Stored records
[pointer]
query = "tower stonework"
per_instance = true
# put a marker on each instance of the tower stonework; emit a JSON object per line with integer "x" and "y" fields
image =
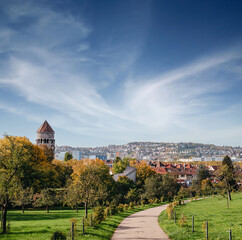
{"x": 46, "y": 135}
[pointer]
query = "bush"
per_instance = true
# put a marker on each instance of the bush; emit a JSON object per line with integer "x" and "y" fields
{"x": 183, "y": 220}
{"x": 131, "y": 205}
{"x": 120, "y": 208}
{"x": 58, "y": 235}
{"x": 151, "y": 201}
{"x": 126, "y": 207}
{"x": 112, "y": 210}
{"x": 73, "y": 220}
{"x": 142, "y": 202}
{"x": 98, "y": 214}
{"x": 176, "y": 203}
{"x": 107, "y": 212}
{"x": 170, "y": 210}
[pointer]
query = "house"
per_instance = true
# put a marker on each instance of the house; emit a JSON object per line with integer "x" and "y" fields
{"x": 129, "y": 172}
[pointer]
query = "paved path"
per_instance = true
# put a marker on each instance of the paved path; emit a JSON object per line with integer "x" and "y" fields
{"x": 141, "y": 225}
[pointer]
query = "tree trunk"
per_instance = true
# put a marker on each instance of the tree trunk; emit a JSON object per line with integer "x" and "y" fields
{"x": 229, "y": 195}
{"x": 86, "y": 209}
{"x": 1, "y": 217}
{"x": 47, "y": 209}
{"x": 5, "y": 209}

## Assignment
Every line above that holds the word "tower" needs to be copied.

## Task output
query = "tower stonework"
# put a marker on each instance of the tower stonework; emit a JSON object per line with integer "x" and "y" fields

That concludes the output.